TASK REQUIREMENTS: Repeat the records exactly. Every line must match.

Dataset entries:
========================================================================

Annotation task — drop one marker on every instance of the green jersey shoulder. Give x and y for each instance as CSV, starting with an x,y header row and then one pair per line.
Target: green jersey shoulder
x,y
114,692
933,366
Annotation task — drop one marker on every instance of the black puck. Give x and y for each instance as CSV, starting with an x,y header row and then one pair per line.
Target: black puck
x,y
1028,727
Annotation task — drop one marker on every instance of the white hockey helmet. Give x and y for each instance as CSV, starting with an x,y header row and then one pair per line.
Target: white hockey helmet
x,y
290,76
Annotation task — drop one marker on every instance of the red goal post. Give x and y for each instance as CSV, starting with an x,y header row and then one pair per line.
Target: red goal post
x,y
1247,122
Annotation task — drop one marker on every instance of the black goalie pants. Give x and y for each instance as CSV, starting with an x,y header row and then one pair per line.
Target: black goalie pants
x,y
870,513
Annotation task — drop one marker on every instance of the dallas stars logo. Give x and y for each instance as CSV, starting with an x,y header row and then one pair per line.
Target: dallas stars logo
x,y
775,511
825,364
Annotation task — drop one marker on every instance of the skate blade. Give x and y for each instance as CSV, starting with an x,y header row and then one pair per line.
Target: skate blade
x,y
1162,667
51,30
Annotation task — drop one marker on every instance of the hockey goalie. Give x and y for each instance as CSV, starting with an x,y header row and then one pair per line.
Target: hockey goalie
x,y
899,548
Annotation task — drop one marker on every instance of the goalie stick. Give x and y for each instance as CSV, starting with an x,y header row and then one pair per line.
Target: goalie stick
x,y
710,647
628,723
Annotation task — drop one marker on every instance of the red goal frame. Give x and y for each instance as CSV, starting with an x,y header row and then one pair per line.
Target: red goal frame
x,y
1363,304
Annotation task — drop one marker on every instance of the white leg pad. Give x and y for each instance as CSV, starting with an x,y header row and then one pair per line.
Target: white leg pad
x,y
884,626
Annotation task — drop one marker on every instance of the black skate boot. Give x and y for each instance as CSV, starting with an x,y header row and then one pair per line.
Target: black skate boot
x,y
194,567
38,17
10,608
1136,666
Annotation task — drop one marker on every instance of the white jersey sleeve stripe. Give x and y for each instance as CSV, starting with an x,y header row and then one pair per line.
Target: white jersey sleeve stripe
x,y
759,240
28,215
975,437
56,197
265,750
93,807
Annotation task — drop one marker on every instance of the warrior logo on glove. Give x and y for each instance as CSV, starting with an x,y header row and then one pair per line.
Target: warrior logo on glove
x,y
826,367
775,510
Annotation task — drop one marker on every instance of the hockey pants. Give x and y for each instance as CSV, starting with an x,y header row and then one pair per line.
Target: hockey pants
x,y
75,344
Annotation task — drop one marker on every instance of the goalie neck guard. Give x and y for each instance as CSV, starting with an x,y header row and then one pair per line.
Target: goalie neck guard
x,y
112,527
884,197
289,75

========================================================================

TASK RESULT:
Annotation task — drop one marker on every instance of the green jersey shoulder. Give x and y for each instance as CSV, starting with an x,y header row and then one pair per line.
Target: green jersey shoulder
x,y
114,692
933,366
Annotation task — drop one marker on every instance of the black puck. Give x and y for each instance as CSV, starting with an x,y header row and then one pair per line.
Target: black puck
x,y
1028,727
Annotation task — drop one marker on every instance of the white hockey helmet. Give x and y for each instance as CSV, starting with an x,y header row and then one pair per line.
Target: white hockey helmet
x,y
290,76
Annotation task — drop one marker on every instance of the red goal post. Give x and y for each instance as CSV, starting with an x,y header row and then one pair per line.
Target: red goal post
x,y
1247,122
Annotation task — drop one marker on every instance of the black goalie pants. Give x and y for each instance as CSV, starting with an x,y header row and then one pair per line.
Target: black goalie pants
x,y
870,513
Annotation task — drop one marker on every instance of the dallas stars logo. Give x and y for each instance as CSV, starting with an x,y header row and then one pair per line.
Target: dallas stars logo
x,y
775,511
825,364
Annotation task — drop one marker on every instance of the skate blade. Give x and y for each instance as CSV, starting with an x,y header row and then one pair per line.
Target: skate blade
x,y
1162,667
51,30
Annotation task — drop one marker on every instance of the hockey goalie. Give x and y for each instance as CSV, starting with an x,y header row and then one pair per line.
Target: hockey goalie
x,y
899,548
Annotation task — drop one marker on every instance of the goalie stick. Give x and y for each instance as CSV, starting with an x,y header row and then one pair per line.
Target: goalie stick
x,y
710,647
628,723
Annotation task — drop one marker on every instance of the red goal frame. Give x and y for each instance as CSV, starting with an x,y header row and then one pair per line.
Target: red goal frame
x,y
1363,304
Annotation task — drop one marker on every instance of the white leg pad. Give x and y for each instance as CSV, starting with an x,y header row and then one pair per line.
Target: white leg pad
x,y
884,626
Annotation task — drop one marker on every instance of the black skate boot. Give x and y for each instance as CSV, starting with an x,y header row and then one pair per line.
Target: black skate boot
x,y
194,567
38,17
10,608
1136,666
Annotation task — drop one marker on every instance of the white jersey sleeve stripe. Give x and y for each instance as CSV, starting with an x,y header row and then one pair per line.
Target: white jersey sleeve stripe
x,y
759,240
28,215
975,437
56,197
265,750
93,807
Annotation task — drop one marker on every instance of the warrior logo on glove. Give x and y for each instance as CSV, starting with an x,y header row and then one pair per line.
Target: warrior logo on glove
x,y
826,367
775,510
Annotation task — drop one marker on every instance of the hockey pants. Give x and y for each instance as CSV, starting with an x,y header row and then one pair per line.
Target: hockey pants
x,y
75,344
Annotation task — drop one marker on every instance of the goalie neck guard. Give x and y for each instance as CSV, starting with an x,y header row and then one pair per line.
Target: goalie neck guard
x,y
112,527
884,197
289,75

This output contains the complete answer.